------ Article

James Lileks writes about everything - except sports and gardening

Pizza Hut vs. the Selfie Stick

We'll get to that in a second. First: Self-reliance is putting people out of work. Politico:

I define shadow work as all the unpaid jobs we do on behalf of businesses and organizations: We are pumping our own gas, scanning our own groceries, booking our travel and busing our tables at Starbucks. Shadow work is a new concept, so as yet, no one has compiled economic data on how many jobs we, the consumers, have taken over from (erstwhile) employees. Yet it is surely a force shrinking the job market, and the unemployment it creates is structural. Thanks in part to this new phenomenon, widespread joblessness could become entrenched in the social landscape.

We have been pumping our own gas for a very long time. The days when a uniformed chap ran out and touched the brim of his cap in a salute before topping off the tank and checking your oil is such a distant memory I can’t summon up anything that isn’t a scene from “Back to the Future,” and I grew up around gas stations. It gets worse:

Consider what you now do yourself: You can bank on your cell phone, check yourself out at CVS or the grocery store without ever speaking to an employee, book your own flights and print your boarding pass at the airport without ever talking to a ticket agent—and that’s just in the last few years. Imagine what’s coming next.

Does anyone really want to bank the old way? Standing in line, shuffling to the teller, waiting for the receipt - this is preferable to punching in numbers on your phone and taking a picture of the check? If so, then we ought to get milk on our doorstep in glass bottles.

------------

▶ Required tasks
1. Answer these questions about the piece on shadow work:
(a) According to the quoted definition, which four unpaid jobs are we doing on behalf of businesses and organizations?
(b) Which movie is named in the paragraph about pumping our own gas?
(c) According to the last paragraph, what ought we to get on our doorstep if banking the old way is preferable?
2. Reproduce the part of the shadow work piece starting at "Does anyone really" and ending at "in glass bottles.".

------ Excerpted data

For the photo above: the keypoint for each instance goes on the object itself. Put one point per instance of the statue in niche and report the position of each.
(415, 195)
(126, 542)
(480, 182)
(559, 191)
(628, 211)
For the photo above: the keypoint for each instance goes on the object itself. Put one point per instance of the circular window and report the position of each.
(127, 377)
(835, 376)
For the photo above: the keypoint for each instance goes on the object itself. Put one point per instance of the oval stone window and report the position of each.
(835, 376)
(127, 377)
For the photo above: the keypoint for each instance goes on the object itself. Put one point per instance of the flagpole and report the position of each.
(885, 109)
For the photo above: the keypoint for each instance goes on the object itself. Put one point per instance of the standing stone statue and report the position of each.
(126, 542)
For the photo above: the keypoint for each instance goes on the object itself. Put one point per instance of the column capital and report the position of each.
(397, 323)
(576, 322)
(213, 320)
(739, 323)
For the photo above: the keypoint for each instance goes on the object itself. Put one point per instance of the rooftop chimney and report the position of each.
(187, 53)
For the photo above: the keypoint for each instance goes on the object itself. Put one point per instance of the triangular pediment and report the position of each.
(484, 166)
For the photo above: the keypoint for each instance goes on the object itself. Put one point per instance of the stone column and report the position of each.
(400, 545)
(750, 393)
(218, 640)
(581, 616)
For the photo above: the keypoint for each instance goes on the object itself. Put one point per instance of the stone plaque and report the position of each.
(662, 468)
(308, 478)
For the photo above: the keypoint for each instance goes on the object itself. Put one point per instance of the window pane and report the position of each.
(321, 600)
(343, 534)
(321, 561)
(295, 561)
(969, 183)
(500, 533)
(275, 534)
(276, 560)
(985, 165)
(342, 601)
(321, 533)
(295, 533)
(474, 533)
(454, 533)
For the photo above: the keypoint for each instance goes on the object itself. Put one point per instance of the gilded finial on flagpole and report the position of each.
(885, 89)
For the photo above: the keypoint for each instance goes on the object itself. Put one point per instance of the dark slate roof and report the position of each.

------------

▶ Solutions for each task
1.
(a) Pumping our own gas, scanning our own groceries, booking our travel, and busing our tables at Starbucks.
(b) "Back to the Future."
(c) Milk in glass bottles.

2.
Does anyone really want to bank the old way? Standing in line, shuffling to the teller, waiting for the receipt - this is preferable to punching in numbers on your phone and taking a picture of the check? If so, then we ought to get milk on our doorstep in glass bottles.